* **УСЛОВИЕ ЗАДАНИЯ**
Ответьте по отрывку о неврозе на следующие вопросы:
(а) От кого, согласно отрывку, были получены сведения, необходимые для самолечения?
(б) Что названо в отрывке первопричиной невроза?
(в) Что в отрывке понимается под задержками?

* **ФРАГМЕНТ ТЕКСТА**
*-*-*

Рядом с нашей палатой в коридоре стоял столик ночной дежурной медсестры, за которым ночью чаще всего никого не было - медсёстры спали на диване. Лишь самая старшая из них по возрасту, совсем уже старушка, обычно что-нибудь читала за этим столиком во время дежурства и была не прочь поболтать с пациентами, страдавшими бессоницей. Вот она-то и явилась моим ангелом-спасителем. Уж не помню, как я разговорился с ней по поводу навязчивых неврозов, но факт, что именно от неё, а не от врачей, я получил всю информацию, необходимую для самолечения, а точнее, для сравнительно безболезненного сосуществования с неврозом, поскольку, ссылаясь на Фрейда, она утверждала, что неврозы навязчивых состояний неизлечимы.
Суть её правил была весьма проста и состояла в следующем. Во-первых, нужно переворошить свою память и вспомнить, с чего всё началось, найти и о с о з н а т ь первопричину невроза. С ней-то и нужно бороться. Во-вторых, и главное - нужно всяческими способами избегать з а д е р ж е к внимания на раздражающих факторах. Только в преодолении задержек и может состоять борьба с неврозом. Чем лучше научишься избегать задержек, тем реже будет проявляться невроз, тем легче будет жить.
Убеждён, что эти и только эти правила помогли мне в конце концов справиться с идиотским недугом. И хотя прошли годы, прежде чем от него не осталось заметных следов, особых страданий я не испытывал, да и чистого времени на борьбу с заскоками ушло не так уж много.
Происхождение моего невроза я быстро связал с моими попытками совершенствования во всём и в почерке в частности в десятом классе, когда я на свою беду позавидовал почерку Саньки Алейникова. Итак, первопричина - стремление иметь каллиграфический почерк. Да на фиг он нужен! И я тут же начал ломать почерк обратно, вырабатывая обычную скоропись, не претендующую на красоту, но разборчивую.
Что такое задержки, я понял сразу: это остановки внимания на описках, ошибках, помарках. Если после исправления описки сразу проскочить дальше, написать несколько слов или фраз, чем больше, тем лучше, и не глядеть на неё некоторое время, то про описку можно забыть, и даже если она потом попадётся на глаза, то обычно уже не так раздражает. Если же вольно или невольно внимание на описке задержалось на несколько лишних секунд, то это исправленное место может оказаться непреодолимым. К нему будет тянуть и тянуть, и никакие усилия воли тут уже не помогут. Проще тут сдаться и переписать всё заново, стараясь не забывать о запрете задержек, когда снова доведётся ошибиться. Исправил ошибку быстренько и сразу отводи глаза в сторону, и шуруй, шуруй, то есть пиши дальше - так можно и страницу проскочить, а когда её перевернёшь, из памяти описка вообще уже исчезает. Весь фокус состоял именно в этом - в вышибании описок из памяти. Задержки же внимания, наоборот, фиксировали описки в памяти и давили там на какой-то нерв.
Тут же в клинике я начал осваивать систему борьбы с задержками. Писал и конспектировал я по-прежнему много, заскоки возникали несмотря на то, что почерк был уже не каллиграфическим, но иногда мне удавалось их преодолевать и чем дальше, тем больше. Задержки случались всё реже и реже, прогресс был очень медленный, но верный. Ещё и через десять лет после этого я не мог сказать, что не осталось и следов от моего невроза. Срывы бывали, но ненадолго. Да и сейчас, через двадцать с лишним лет нет-нет да и возникнет на короткие мгновения неприятное ощущение от описки или некрасиво написанной буквы, но длится теперь это уже только секунды, даже если глаз и зафиксировался на "некрасивом" месте.

*-*-*

* **ИСХОДНЫЕ ДАННЫЕ**
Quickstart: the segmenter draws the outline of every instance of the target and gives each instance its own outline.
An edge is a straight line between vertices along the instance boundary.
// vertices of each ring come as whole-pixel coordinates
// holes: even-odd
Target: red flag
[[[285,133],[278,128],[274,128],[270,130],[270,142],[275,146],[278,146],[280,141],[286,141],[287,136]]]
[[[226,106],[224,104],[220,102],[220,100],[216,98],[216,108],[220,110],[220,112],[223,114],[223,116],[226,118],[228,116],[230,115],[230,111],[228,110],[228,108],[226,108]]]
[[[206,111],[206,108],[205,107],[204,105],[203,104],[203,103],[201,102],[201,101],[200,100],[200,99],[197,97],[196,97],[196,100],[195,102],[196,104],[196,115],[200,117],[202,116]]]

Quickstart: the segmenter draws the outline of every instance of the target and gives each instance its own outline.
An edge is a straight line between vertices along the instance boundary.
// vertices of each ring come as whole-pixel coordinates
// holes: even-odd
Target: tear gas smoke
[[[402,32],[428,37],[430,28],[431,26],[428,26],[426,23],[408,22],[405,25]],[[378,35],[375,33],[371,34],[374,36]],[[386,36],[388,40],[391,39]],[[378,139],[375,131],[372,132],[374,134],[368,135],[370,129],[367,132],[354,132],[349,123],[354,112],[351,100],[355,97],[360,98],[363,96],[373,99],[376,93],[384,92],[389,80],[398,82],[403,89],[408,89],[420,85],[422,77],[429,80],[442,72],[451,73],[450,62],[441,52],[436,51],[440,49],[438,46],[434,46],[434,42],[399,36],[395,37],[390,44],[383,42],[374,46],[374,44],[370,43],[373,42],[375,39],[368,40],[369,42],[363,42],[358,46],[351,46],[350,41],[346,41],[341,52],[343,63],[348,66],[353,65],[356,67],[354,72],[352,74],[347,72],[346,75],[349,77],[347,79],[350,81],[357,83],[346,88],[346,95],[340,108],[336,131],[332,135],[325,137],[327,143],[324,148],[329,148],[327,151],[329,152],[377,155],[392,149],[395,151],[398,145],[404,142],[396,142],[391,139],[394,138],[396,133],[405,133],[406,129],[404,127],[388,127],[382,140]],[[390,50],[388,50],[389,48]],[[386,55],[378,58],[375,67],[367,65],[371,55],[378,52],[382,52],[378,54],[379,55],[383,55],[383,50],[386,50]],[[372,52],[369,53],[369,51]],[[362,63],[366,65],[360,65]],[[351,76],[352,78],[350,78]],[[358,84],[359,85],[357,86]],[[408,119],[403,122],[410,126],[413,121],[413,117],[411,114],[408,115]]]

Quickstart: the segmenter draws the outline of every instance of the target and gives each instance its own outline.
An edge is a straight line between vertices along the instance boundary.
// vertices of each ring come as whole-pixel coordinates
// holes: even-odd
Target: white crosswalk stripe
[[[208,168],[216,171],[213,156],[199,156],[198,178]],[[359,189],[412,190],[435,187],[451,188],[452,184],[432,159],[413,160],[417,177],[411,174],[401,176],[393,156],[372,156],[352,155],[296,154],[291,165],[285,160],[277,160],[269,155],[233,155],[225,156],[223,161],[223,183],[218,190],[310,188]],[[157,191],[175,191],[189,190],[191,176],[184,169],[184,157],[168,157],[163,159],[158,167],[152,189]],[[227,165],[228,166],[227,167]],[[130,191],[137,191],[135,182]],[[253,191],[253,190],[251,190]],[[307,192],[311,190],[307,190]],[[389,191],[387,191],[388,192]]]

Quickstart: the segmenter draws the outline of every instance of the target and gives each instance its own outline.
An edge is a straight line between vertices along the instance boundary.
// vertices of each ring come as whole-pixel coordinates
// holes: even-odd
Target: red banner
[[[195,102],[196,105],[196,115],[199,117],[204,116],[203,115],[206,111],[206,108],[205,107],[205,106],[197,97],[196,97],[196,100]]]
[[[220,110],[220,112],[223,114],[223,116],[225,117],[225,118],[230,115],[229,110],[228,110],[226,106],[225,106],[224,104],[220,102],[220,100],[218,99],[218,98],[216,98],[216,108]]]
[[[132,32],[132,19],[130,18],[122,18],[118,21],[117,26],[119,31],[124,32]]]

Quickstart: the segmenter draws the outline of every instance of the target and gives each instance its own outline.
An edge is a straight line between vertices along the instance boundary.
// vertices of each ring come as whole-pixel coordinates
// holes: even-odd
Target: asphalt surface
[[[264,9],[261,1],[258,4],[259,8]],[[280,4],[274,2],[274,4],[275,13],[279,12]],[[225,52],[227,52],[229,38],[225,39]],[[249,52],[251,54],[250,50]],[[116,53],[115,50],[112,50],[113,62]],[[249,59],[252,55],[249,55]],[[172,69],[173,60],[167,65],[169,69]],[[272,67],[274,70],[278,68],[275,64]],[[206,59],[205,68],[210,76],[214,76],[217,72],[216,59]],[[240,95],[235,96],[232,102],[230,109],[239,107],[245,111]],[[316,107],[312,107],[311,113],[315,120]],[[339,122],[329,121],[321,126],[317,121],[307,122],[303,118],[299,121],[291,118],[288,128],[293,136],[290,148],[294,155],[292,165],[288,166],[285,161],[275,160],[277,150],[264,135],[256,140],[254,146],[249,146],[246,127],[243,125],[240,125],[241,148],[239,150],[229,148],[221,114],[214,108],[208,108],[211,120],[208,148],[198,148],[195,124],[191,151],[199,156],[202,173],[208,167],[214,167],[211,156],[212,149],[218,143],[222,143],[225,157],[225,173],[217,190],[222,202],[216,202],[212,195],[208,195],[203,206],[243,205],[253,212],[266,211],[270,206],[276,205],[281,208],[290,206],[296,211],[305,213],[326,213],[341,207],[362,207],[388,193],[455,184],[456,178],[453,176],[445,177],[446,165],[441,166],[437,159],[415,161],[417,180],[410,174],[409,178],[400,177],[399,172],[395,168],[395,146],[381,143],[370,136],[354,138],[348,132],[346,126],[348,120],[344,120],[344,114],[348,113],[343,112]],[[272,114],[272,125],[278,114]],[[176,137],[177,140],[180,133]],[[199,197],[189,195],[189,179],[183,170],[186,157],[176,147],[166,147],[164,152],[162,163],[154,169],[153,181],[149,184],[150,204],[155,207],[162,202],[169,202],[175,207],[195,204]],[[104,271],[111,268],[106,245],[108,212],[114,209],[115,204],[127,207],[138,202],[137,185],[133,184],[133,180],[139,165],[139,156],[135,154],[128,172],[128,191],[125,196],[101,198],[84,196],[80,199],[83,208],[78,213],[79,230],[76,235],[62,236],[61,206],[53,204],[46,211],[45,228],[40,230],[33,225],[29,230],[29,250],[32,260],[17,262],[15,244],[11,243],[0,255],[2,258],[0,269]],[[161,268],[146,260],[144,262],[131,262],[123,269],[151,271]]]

*-*-*

* **РЕШЕНИЕ ЗАДАНИЯ**
(а) От самой старшей по возрасту ночной дежурной медсестры, а не от врачей.
(б) Стремление иметь каллиграфический почерк.
(в) Остановки внимания на описках, ошибках, помарках.